Après avoir participé et assisté à quasiment l’intégralité des évènements de la Série hommage, comment se sent le principal intéressé? C’est pour répondre à cette question et bien d’autres que Laurence, notre blogueuse, s’est entretenue par téléphone avec Denis Gougeon, encore ému d’avoir assisté le matin-même à une interprétation d’une de ses œuvres en langage des signes. Ce fut l’occasion de nous expliquer ce qu’il retiendra de cette mise à l’honneur:
Une intensive mise en lumière
Tout en étant moins visible du public, le métier de compositeur nécessite de rencontrer très régulièrement interprètes et chefs d’orchestres. Denis Gougeon est un compositeur prolifique qui a donc l’habitude de telles interactions. Ce qui, pour lui, a fait sortir cette année de l’ordinaire est surtout la concentration en une cinquantaine d’évènements qui ont entrainé de considérables relations sociales. Une telle concentration, qui lui a donné plus d’une fois l’impression d’être une égérie de musique rock, peut devenir très éprouvante physiquement et moralement. Physiquement, il a pu être parfois difficile de demeurer disponible et réactif, particulièrement lorsque, dans une même semaine, jusqu’à cinq concerts et leurs répétitions sont programmés. Moralement, il a fallu apprendre à recevoir un «tsunami d’affection». Entre les concerts et les rencontres dans les écoles, la saison écoulée a été extrêmement enrichissante; Denis Gougeon s’est senti véritablement nourri par toute l’attention reçue. Il est touché par le fait qu’autant d’interprètes ont choisi de programmer ses pièces et reconnaissant d’avoir ainsi pu s’insérer dans leurs parcours.

Données fournies —
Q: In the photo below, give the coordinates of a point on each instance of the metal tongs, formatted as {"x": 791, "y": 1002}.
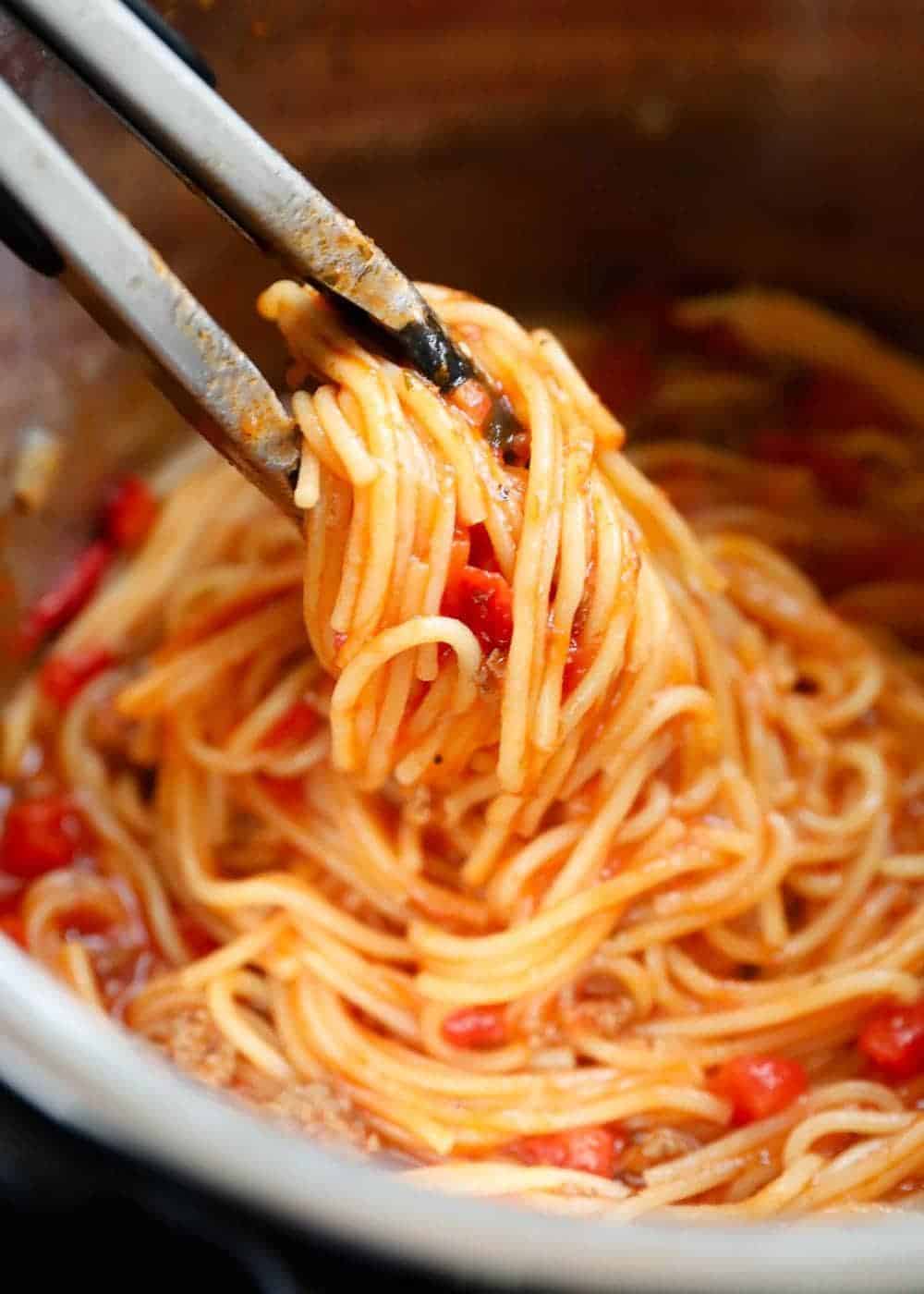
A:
* * *
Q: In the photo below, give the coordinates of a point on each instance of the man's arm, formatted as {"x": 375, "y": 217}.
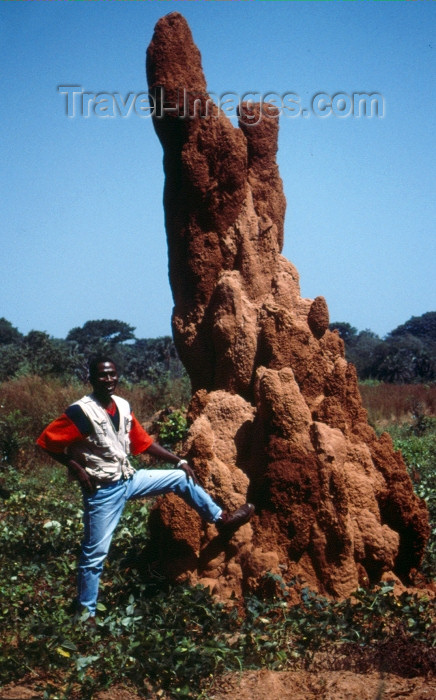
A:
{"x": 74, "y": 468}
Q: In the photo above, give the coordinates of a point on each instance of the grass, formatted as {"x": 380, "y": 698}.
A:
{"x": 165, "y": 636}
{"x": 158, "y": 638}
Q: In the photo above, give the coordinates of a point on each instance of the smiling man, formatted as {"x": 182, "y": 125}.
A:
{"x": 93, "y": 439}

Consigne —
Répondez brièvement aux questions suivantes d'après l'extrait sur Denis Gougeon.
(a) Par quel moyen Laurence s'est-elle entretenue avec Denis Gougeon ?
(b) Environ combien d'évènements ont été concentrés au cours de cette année ?
(c) Jusqu'à combien de concerts pouvaient être programmés dans une même semaine ?

Réponse —
(a) Elle s'est entretenue avec lui par téléphone.
(b) Il y a eu une cinquantaine d'évènements.
(c) Jusqu'à cinq concerts, avec leurs répétitions, pouvaient être programmés dans une même semaine.